Written task >>
Write out exactly the lines running from the line that includes "the rear taillight" to the end of the data, both ends included, and nothing besides.

──────── Given information

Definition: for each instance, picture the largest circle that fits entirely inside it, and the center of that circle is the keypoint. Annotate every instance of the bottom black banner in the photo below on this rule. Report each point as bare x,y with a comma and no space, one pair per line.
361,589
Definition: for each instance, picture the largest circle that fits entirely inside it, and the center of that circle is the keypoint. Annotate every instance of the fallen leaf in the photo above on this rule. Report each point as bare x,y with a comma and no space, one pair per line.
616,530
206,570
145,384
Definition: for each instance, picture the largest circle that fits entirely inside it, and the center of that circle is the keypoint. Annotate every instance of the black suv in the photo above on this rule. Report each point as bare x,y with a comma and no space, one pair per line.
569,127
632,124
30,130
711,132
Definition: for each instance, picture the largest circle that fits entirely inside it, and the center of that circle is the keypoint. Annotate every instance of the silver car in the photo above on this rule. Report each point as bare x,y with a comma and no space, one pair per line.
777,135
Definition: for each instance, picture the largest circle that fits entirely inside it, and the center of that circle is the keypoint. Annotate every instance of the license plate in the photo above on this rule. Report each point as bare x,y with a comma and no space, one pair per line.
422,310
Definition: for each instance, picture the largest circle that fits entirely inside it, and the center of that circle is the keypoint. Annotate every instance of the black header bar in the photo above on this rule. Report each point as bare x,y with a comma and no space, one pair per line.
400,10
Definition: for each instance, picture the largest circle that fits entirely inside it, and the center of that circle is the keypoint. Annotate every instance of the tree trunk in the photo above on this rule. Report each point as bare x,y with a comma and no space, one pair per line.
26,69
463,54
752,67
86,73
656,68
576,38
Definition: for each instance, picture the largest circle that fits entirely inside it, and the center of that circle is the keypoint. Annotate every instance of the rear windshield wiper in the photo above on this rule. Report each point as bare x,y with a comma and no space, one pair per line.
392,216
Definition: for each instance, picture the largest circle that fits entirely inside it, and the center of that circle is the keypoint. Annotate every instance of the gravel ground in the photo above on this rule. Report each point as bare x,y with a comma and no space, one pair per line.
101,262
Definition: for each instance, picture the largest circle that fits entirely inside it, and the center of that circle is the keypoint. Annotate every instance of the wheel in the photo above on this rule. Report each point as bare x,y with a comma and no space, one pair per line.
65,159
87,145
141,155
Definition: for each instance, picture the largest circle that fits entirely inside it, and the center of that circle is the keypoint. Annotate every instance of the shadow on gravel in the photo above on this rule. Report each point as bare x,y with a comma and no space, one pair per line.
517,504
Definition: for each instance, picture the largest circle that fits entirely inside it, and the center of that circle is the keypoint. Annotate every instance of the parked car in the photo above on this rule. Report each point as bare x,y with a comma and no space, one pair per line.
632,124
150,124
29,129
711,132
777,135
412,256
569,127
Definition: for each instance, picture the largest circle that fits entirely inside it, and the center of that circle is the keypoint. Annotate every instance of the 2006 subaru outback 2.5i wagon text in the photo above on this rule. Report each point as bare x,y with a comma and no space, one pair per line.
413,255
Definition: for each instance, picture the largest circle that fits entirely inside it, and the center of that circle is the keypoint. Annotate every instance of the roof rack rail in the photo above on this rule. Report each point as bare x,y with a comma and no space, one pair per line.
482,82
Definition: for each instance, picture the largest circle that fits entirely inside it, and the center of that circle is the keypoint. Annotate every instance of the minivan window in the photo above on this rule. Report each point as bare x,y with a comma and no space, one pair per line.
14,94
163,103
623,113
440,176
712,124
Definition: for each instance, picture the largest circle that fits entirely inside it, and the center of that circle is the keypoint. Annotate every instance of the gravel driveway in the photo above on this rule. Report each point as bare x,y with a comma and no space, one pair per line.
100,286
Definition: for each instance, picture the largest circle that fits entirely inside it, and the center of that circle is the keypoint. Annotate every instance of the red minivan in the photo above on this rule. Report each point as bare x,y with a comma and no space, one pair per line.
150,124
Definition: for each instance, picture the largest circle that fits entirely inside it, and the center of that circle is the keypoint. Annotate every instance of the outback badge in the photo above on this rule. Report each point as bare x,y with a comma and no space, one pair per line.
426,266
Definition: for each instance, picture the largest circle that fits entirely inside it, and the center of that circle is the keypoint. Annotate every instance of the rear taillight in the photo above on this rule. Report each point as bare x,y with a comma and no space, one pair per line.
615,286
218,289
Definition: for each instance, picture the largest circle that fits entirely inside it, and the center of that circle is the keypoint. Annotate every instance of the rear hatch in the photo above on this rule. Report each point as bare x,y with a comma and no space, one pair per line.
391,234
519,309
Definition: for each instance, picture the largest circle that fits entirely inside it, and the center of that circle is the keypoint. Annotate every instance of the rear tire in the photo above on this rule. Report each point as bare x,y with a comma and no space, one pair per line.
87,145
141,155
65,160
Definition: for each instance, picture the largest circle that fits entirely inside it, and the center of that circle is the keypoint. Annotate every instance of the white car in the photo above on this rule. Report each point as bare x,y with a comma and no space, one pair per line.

────────────────

Output for this task >>
Definition: for each instance, picture the largest circle that fits entirely inside it, and the center of that circle is the keypoint. Annotate every instance of the rear taillight in the photo above on this rule. Report each point as bare x,y with a comma and no space, one pair per line.
615,286
218,289
Definition: for each instance, picture the largest circle that fits entirely inside it, and the center of that circle is the keypoint. Annotate every instance of the rear hatch in the photo above on this rule. Report each point as bare x,y with a comma and no space, one pair per line.
391,234
519,309
Definition: for each instance, picture the largest circle that fits entirely inside it, and the center of that circle is the keypoint. Annotate every instance of the rear tire in the photo above on this rule. Report each point as bare x,y with a comma and no space, one pair per line.
87,145
141,155
65,160
Definition: for each instance, picture the largest circle that fits entirely inside it, and the center of that circle is the keypoint. Annotate every instance of the white car in the photo above on this rule. Report each point as bare x,y with a comma and no space, one pair per line.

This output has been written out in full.